-- Start SELECTION --

Exhibit 2.3
FIRST AMENDMENT
TO
AGREEMENT AND PLAN OF MERGER
This First Amendment to Agreement and Plan of Merger is entered into as of the 28th day of November, 2012 (this “Amendment”), by and among PERMIAN MUD SERVICE, INC., a Texas corporation (the “Company”), ECOLAB INC., a Delaware corporation (“Parent”), OFC TECHNOLOGIES CORP., a Texas corporation and wholly owned subsidiary of Parent (“Merger Subsidiary”), and John W. Johnson, Steven J. Lindley and J. Loren Ross, solely in their capacity as the Representatives.
Recitals:
WHEREAS, the parties hereto (the “Parties”) entered into that certain Agreement and Plan of Merger, dated as of October 11, 2012 (the “Agreement”);
WHEREAS, Parent desires to have the Company establish a retention bonus program (the “Retention Bonus Program”) for certain designated employees of the Company and its subsidiaries which Retention Bonus Program would be independent of, and in addition to, the Bonus Plan referenced in Section 6.2 of the Agreement; and
WHEREAS, Parent and the Company have agreed to establish the Retention Bonus Program and that any and all costs associated with the Retention Bonus Program will be paid by the Company after the closing of the transaction contemplated in the Agreement and shall be borne indirectly by Parent through Parent’s ownership of the Company;
NOW, THEREFORE, in consideration of the mutual covenants, representations, warranties and agreements contained herein, and or other good and valuable consideration, the receipt and sufficiency of which are hereby acknowledged, and intending to be legally bound hereby, the Parties hereby agree as follows:
1. Recitals; Definitions. The recitals set forth above are true and correct and are incorporated herein by this reference. Capitalized terms used herein and not otherwise defined shall have the meaning set forth in the Agreement.
2. Amendments.
(a) The Agreement is hereby amended to add a new Section 6.14 which reads as follows:
“6.14 Retention Bonus Program.

-- End SELECTION --

• **SET PROBLEM 1**: List every defined term that the merger amendment introduces in quotation marks within parentheses.
• **SET PROBLEM 2**: Summarize the merger amendment in two sentences.
• **SET PROBLEM 3**: Resume the merger amendment from the point where it stops.
The records have no connection to the merger amendment.

-- Start STORED DATA --

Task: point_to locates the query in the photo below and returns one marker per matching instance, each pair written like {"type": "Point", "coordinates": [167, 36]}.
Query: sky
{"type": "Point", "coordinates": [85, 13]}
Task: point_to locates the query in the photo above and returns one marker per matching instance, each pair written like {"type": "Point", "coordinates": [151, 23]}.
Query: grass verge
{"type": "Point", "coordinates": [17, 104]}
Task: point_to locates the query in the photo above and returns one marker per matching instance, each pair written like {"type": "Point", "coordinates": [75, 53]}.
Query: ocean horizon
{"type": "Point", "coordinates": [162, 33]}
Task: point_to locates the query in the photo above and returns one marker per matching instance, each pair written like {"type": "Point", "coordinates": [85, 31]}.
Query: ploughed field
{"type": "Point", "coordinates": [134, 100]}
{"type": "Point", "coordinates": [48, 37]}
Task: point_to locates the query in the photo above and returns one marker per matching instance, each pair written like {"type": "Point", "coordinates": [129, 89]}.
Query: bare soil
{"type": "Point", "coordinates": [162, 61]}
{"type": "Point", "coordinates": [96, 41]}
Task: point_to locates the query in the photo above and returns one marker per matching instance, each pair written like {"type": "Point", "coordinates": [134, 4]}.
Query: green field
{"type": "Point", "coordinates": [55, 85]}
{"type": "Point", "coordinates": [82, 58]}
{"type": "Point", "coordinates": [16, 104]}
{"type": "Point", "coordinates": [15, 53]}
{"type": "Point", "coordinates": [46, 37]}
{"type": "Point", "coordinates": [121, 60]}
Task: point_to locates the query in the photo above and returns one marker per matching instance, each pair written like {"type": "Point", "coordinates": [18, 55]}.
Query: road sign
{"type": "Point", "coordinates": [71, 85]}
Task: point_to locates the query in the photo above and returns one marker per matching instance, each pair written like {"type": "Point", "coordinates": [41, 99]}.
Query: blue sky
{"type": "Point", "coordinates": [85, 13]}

-- End STORED DATA --

• **ANSWER 1**: Amendment, Company, Parent, Merger Subsidiary, Parties, Agreement, Retention Bonus Program

• **ANSWER 2**: Dated November 28, 2012, this First Amendment among Permian Mud Service, Inc., Ecolab Inc., OFC Technologies Corp., and three named Representatives amends the Agreement and Plan of Merger of October 11, 2012 by adding a new Section 6.14. Parent and the Company agreed to set up a Retention Bonus Program for designated employees, separate from and in addition to the Bonus Plan in Section 6.2, with its costs paid by the Company after closing and borne indirectly by Parent through its ownership of the Company.

• **ANSWER 3**:
(a) The Company shall as soon as reasonably practicable after the date hereof send a retention bonus offer letter substantially in the form attached hereto as Exhibit I (the “Retention Bonus Offer Letter”) to those individuals set forth on Schedule 6.14 (each a “Retention Bonus Participant” and collectively the “Retention Bonus Participants”) offering to pay such Retention Bonus Participant the retention bonus set forth opposite such Retention Bonus Participant’s name on Schedule 6.14 (each a “Retention Bonus Payment” and collectively, the “Retention Bonus Payments”), in each case subject to the terms and conditions set forth in the Retention Bonus Offer Letter.
(b) The Retention Bonus Payments and the payment by the Company of any Retention Bonus Payment to any Retention Bonus Participant shall be independent of and in addition to any payment that will be made by the Company to the Retention Bonus Participant pursuant to the Bonus Plan.
(c) Notwithstanding any term set forth in this Agreement to the contrary (including the definitions of Current Assets and Current Liabilities herein), the Retention Bonus Payments set forth on Schedule 6.14 shall not:
(i) be reflected on the Closing Balance Sheet or included in the calculation of Estimated Cash, Estimated Debt, Estimated Closing Tax Amount or the amount of any Estimated Working Capital Surplus or Estimated Working Capital Deficiency;
(ii) be reflected on the Final Balance Sheet or included in the calculation of Closing Cash, Closing Debt, Closing Tax Amount, Closing Working Capital or the amount of any Closing Working Capital Surplus or Closing Working Capital Deficiency;
(iii) form the basis for any Objection Notice;
(iv) under any circumstances be deducted, or form the basis of any deduction, from the Closing Merger Consideration; and
(v) constitute an update to the Company Disclosure Schedules and the amount thereof shall not be applied towards the Basket or the Special Deductible.”
(b) The Agreement is hereby amended to add a new Exhibit I in the form attached as Exhibit I hereto.
(c) The Agreement is hereby amended to add a new Schedule 6.14 in the form attached as Schedule 6.14 hereto.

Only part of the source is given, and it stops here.